Task instructions: Set down word for word the part of the post on cover images that starts with "If you use art" and goes on through "didn't hurt anything.".

Passage shown:
Format Your Own Damned Book Part VII -- Cover Images
If you're going to spend money on a professional then the best place to do it might be the cover image. I have done all my own cover images. The kind of books I have been writing don't need fancy covers. I'd suggest that before deciding to do the cover image yourself you look at books in your own collection in the same genre as what you're trying to sell and see what kind of covers they have. If you're writing a how-to book you can get by with a simpler cover than you would if you're writing a bodice-ripper. Thoughtful science fiction can get by with something simpler than you'd need for high fantasy or space opera.
If you use art on your cover, bad art is worse than no art. I use public domain art, which means art salvaged from old books (pre 1923) and photos of art pieces created before 1923. I use The GIMP to dress up the art by cropping, resizing, and colorizing. You'll see examples in this post, starting with very simple covers I did early on and progressing to the fancier ones I did later.
The first cover image I did for a book was this one:

This was for a how-to book for the One Laptop Per Child project. While I sold the book on Amazon, I also gave it away on archive.org. I never expected to make any money from the book, and the simple cover image got the job done. This book has been read more than anything else I've written, so the lackluster cover didn't hurt anything.
After writing this book I got interested in Project Gutenberg and transcribed several books that had fallen into the public domain. The first of these was a book from my own collection, a novel by Pierre Louys with lots of interior illustrations, mostly of unclad women. I adapted one of the more restrained interior illustrations to make this cover image:

I used a special GIMP filter to give the illustration a fuzzy edge. I was still using the fonts that came with my word processor at this point.
A later Project Gutenberg project got this cover:

For this one I found an Indian miniature painting using Google image search. The painting was done long before 1923 so was legal to use.
Then I wrote a memoir of my wasted youth which got this cover:

This was my first time publishing with Create Space, so I needed a much higher resolution image than I would have needed for an e-book cover. The photo was one that my brother took of me for a photography class. I had no pictures of myself in the Hare Krishna movement. Taking photos in the 1970's was expensive.
An article on the Create Space website had good advice on using Display Fonts and suggested using the Chunk Five font from font squirrel, which is what I used here.
Believe it or not, I read a blog post where someone said he bought this book because he liked the cover.
I got some really nice reviews for this book, which encouraged me to write a novel, the cover of which is here:

Again I used a public domain image found using Google Search, but this time I needed one with really high resolution for Create Space, which likes 600 DPI images for covers and interior illustrations. I used two different free fonts for the cover: Akashi and Yataghan. I also put a drop shadow on the text using The GIMP. This gives a three dimensional effect to the lettering and makes the title look a bit more professional.
This cover went through several iterations. The first one said "A Science Fiction Novel By Bhakta Jim" until I read an article saying that the word "By" never appears on covers or title pages of professionally published books, and noting that Neal Stephenson's books just say "A Novel", not "A Science Fiction Novel".
I had a lot of fun preparing my books for Create Space and that led me to create a twelve volume edition of the great Indian epic The Mahabharata. This is perhaps the longest work of fiction ever written (although John Galt's radio speech in Atlas Shrugged seems longer) and every word of it was already transcribed by volunteers for Project Gutenberg. As an ebook this is challenging to read. There are thousands of subtitles and archaic English like using "hath" for "has", "seemeth" for "seems", etc. I thought it would work better as a printed book, and for cover and interior art I found a Bengali translation of the book that had hundreds of illustrations at the website archive.org.

Data entries:
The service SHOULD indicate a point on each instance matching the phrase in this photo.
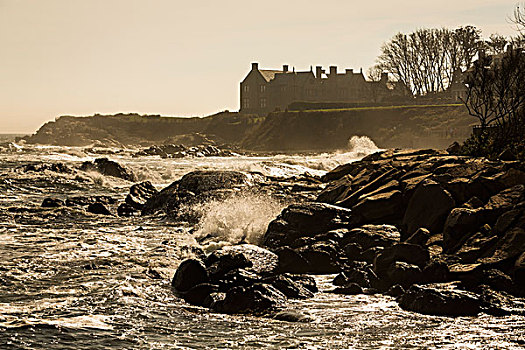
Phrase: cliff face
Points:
(402, 127)
(133, 129)
(388, 127)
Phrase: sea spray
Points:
(239, 218)
(361, 146)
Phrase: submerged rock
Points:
(98, 208)
(109, 168)
(433, 300)
(52, 203)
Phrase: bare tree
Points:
(496, 44)
(426, 59)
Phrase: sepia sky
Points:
(186, 58)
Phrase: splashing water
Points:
(243, 217)
(361, 145)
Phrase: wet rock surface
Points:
(398, 221)
(239, 279)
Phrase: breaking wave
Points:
(240, 218)
(361, 146)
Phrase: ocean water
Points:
(71, 280)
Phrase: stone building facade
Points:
(264, 91)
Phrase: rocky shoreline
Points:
(444, 234)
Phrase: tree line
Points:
(427, 61)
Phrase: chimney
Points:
(318, 72)
(481, 54)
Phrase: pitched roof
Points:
(269, 74)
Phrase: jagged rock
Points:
(291, 316)
(436, 271)
(139, 194)
(349, 289)
(336, 190)
(507, 249)
(519, 272)
(199, 295)
(460, 223)
(304, 220)
(98, 208)
(254, 299)
(257, 260)
(433, 300)
(507, 155)
(82, 201)
(218, 266)
(124, 209)
(402, 273)
(290, 288)
(321, 259)
(368, 236)
(52, 203)
(202, 181)
(420, 237)
(109, 168)
(383, 208)
(395, 291)
(190, 273)
(291, 261)
(454, 148)
(428, 207)
(353, 251)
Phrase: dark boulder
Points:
(304, 220)
(454, 148)
(428, 207)
(291, 261)
(225, 263)
(348, 289)
(290, 288)
(52, 203)
(353, 251)
(402, 273)
(202, 181)
(139, 194)
(98, 208)
(384, 208)
(460, 223)
(440, 301)
(124, 209)
(368, 236)
(190, 273)
(395, 291)
(257, 298)
(199, 294)
(420, 237)
(253, 258)
(404, 252)
(292, 316)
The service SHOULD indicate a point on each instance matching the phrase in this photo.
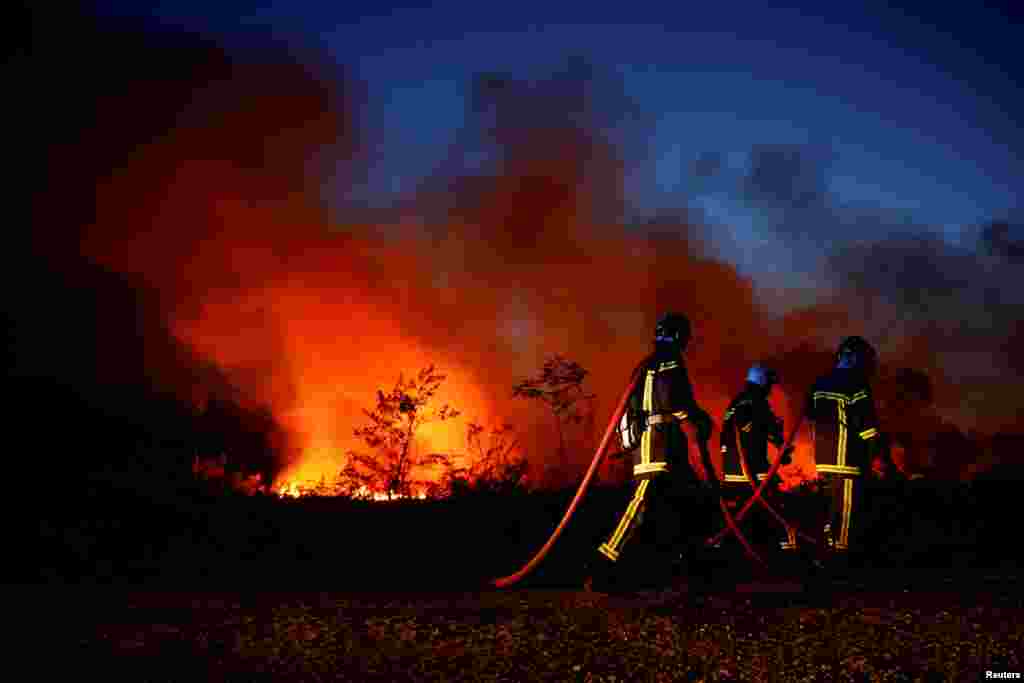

The reply:
If you use art on your cover, bad art is worse than no art. I use public domain art, which means art salvaged from old books (pre 1923) and photos of art pieces created before 1923. I use The GIMP to dress up the art by cropping, resizing, and colorizing. You'll see examples in this post, starting with very simple covers I did early on and progressing to the fancier ones I did later.
The first cover image I did for a book was this one:

This was for a how-to book for the One Laptop Per Child project. While I sold the book on Amazon, I also gave it away on archive.org. I never expected to make any money from the book, and the simple cover image got the job done. This book has been read more than anything else I've written, so the lackluster cover didn't hurt anything.